DIRECTIONS FOR THIS TASK ->
For this exercise, reproduce the entries below exactly, but only from the line containing "of the asphalt" through the line containing "of the leafless", both included.

══ EXTRACTED DATA ══

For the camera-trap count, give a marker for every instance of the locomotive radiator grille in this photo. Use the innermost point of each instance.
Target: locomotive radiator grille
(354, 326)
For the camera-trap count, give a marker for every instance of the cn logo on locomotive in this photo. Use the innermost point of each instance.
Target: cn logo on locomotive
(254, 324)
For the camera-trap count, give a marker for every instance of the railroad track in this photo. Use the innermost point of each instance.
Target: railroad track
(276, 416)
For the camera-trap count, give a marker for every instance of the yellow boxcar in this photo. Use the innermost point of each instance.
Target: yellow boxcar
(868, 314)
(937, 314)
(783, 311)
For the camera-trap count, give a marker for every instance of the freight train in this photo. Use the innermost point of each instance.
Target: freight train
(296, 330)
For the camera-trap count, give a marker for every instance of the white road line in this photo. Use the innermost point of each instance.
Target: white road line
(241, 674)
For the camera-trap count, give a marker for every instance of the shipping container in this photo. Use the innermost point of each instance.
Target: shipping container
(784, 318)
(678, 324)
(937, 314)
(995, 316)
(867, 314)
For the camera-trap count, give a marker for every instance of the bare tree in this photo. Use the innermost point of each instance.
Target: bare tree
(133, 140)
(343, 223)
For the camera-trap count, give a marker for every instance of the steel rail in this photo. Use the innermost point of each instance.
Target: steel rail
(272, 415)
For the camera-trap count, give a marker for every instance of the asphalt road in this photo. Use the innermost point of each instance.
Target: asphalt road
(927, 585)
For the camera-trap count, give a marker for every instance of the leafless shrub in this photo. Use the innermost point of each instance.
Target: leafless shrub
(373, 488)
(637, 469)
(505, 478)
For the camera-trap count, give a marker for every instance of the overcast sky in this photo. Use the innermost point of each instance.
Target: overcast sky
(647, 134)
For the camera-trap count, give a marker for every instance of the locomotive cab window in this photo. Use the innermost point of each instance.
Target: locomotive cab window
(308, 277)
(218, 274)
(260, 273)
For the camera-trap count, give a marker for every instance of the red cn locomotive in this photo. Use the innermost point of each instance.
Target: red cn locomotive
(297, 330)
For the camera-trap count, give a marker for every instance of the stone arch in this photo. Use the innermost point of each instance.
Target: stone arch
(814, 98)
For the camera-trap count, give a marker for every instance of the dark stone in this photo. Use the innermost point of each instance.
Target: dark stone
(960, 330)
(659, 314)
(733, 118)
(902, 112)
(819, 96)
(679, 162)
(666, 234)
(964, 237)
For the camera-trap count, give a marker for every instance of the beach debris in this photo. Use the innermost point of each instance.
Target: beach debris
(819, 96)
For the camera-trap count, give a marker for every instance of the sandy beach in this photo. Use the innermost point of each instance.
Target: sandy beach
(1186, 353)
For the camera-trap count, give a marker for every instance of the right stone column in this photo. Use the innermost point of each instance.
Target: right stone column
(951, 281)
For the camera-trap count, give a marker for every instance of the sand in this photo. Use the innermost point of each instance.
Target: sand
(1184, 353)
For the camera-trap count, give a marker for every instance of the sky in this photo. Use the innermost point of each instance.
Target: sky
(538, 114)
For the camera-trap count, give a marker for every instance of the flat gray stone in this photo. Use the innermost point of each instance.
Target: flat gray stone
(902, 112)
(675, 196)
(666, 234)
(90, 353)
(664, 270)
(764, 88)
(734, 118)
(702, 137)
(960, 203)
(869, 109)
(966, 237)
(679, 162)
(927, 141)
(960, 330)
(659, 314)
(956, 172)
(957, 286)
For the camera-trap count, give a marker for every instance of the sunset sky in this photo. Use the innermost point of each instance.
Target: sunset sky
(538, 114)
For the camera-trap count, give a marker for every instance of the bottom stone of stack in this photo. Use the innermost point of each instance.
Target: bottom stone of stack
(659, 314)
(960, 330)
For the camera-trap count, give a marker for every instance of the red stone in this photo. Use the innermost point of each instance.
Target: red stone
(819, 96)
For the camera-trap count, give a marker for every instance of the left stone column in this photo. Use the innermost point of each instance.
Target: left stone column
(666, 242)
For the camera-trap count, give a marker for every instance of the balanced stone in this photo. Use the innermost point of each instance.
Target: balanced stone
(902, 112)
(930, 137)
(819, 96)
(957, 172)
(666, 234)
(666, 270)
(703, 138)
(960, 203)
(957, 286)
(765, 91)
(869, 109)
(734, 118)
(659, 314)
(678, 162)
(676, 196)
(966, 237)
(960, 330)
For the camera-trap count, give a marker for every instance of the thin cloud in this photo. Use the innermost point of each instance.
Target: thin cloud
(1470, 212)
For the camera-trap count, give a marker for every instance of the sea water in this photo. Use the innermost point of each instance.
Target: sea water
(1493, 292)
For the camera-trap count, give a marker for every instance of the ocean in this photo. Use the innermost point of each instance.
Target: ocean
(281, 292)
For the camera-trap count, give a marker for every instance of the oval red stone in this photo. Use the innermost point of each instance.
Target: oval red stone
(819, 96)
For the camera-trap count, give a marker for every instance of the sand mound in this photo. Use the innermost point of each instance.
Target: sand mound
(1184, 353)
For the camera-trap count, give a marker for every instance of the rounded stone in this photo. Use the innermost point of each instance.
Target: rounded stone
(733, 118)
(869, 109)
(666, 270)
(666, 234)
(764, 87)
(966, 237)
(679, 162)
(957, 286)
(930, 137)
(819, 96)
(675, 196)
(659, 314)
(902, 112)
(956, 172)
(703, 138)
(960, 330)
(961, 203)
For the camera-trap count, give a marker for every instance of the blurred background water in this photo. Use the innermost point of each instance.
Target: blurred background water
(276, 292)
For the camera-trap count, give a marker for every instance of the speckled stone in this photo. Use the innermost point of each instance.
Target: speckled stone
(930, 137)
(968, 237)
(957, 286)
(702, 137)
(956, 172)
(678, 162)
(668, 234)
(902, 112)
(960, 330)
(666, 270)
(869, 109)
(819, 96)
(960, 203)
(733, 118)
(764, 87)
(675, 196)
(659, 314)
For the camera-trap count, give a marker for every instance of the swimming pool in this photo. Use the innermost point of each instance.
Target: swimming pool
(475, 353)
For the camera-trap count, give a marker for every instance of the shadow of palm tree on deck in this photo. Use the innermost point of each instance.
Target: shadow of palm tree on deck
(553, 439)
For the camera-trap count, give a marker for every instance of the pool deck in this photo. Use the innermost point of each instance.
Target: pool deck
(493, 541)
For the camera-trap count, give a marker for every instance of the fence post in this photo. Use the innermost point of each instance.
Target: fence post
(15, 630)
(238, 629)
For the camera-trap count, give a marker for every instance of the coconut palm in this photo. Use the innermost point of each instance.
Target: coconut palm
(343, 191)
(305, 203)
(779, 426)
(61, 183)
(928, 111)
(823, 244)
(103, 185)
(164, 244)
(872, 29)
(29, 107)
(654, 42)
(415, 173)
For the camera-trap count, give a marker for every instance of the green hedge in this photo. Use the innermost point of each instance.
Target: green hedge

═══

TASK ANSWER ->
For the camera-trap count, give a marker for every instance of the asphalt road in this photo. Use the innermost point of each instance.
Target: asphalt road
(927, 585)
For the camera-trap count, give a marker for every instance of the leafless shrub in this photo. Use the innermost point of each instance.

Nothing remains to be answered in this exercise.